YOUR GOAL => Produce an exact copy of the lines from the line containing "181L529 137L516 133L498" through the last line of the entries below, and only those lines.

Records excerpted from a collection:
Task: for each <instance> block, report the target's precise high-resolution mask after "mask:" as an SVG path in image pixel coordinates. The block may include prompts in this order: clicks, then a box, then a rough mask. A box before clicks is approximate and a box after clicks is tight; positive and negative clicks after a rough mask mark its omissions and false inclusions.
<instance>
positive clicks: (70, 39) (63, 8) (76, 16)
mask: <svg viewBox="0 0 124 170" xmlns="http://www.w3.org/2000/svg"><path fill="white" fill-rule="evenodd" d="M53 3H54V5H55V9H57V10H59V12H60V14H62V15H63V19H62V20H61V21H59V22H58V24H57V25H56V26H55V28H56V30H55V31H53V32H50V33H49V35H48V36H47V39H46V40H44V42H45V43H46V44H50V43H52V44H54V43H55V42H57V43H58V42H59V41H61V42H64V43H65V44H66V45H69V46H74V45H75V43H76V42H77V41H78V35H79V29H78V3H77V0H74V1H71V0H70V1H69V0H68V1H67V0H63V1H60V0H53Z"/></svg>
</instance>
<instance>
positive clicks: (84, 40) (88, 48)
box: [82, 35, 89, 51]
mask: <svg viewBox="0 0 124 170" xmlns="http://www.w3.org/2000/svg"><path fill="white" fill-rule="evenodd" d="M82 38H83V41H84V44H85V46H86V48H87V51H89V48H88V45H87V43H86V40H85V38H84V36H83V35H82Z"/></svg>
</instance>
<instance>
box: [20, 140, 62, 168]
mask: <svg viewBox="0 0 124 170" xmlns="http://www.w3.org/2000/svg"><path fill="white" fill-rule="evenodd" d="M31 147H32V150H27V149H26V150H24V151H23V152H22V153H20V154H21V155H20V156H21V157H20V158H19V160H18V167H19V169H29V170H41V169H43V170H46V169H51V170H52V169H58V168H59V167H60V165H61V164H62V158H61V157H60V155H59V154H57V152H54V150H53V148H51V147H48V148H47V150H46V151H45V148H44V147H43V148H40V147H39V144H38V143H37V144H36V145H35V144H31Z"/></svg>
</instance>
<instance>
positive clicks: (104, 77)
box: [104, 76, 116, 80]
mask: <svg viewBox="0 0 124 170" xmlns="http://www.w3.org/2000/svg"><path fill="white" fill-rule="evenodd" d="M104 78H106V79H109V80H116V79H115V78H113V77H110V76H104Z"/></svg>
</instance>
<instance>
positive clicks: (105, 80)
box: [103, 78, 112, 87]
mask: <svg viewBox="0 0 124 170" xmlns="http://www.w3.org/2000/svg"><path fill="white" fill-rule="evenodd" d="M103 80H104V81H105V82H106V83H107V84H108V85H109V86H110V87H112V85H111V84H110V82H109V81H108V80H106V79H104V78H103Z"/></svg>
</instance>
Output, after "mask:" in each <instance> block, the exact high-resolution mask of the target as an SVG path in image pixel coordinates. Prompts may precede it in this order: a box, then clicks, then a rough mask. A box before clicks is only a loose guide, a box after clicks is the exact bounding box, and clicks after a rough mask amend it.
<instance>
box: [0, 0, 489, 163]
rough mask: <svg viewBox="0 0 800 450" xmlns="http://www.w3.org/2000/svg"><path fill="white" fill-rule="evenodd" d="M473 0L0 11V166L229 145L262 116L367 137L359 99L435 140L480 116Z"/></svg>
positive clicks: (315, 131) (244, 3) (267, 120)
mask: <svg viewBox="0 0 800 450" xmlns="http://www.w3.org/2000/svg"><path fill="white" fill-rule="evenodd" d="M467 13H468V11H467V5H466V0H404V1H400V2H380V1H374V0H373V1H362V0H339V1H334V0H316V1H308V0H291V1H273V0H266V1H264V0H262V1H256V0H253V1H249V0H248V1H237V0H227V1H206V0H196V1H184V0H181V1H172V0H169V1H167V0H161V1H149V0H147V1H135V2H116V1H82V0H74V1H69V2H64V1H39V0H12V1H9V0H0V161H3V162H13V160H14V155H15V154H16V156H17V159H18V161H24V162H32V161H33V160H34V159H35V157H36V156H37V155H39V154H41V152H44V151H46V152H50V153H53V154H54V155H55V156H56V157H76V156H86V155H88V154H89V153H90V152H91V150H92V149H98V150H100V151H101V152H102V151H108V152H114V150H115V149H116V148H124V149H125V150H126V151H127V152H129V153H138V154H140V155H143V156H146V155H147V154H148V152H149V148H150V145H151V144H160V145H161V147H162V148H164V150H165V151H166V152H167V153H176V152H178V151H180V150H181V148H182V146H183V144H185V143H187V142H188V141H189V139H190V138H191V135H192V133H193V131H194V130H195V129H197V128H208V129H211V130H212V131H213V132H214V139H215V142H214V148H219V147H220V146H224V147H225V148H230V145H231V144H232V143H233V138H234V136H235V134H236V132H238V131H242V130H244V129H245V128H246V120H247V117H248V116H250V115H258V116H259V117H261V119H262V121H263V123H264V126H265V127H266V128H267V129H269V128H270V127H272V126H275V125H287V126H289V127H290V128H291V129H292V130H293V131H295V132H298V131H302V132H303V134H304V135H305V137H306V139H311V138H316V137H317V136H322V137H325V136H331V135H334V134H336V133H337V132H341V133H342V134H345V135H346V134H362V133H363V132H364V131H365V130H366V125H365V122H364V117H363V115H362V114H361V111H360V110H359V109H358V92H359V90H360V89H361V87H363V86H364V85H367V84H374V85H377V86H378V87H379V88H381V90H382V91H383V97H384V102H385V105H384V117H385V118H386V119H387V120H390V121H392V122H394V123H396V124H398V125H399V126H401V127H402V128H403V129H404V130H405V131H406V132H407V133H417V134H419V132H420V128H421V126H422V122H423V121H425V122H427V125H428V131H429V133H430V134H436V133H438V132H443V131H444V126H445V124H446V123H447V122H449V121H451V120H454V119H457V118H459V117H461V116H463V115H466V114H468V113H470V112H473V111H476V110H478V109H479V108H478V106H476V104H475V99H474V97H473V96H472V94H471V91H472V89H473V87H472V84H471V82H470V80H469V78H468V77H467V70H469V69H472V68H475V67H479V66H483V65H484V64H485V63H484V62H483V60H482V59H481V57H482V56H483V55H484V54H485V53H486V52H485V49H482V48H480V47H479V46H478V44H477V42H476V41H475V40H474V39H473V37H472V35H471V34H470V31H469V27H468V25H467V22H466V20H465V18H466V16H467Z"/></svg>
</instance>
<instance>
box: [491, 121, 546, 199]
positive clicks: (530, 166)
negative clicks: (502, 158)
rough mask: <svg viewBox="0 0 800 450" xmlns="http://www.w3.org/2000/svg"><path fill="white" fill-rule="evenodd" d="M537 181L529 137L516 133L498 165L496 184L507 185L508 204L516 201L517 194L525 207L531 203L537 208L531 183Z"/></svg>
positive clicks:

ANSWER TO THE EXERCISE =>
rough mask: <svg viewBox="0 0 800 450" xmlns="http://www.w3.org/2000/svg"><path fill="white" fill-rule="evenodd" d="M537 181L529 137L516 133L498 165L496 184L507 185L508 204L516 201L517 194L525 207L531 203L537 208L531 183Z"/></svg>
positive clicks:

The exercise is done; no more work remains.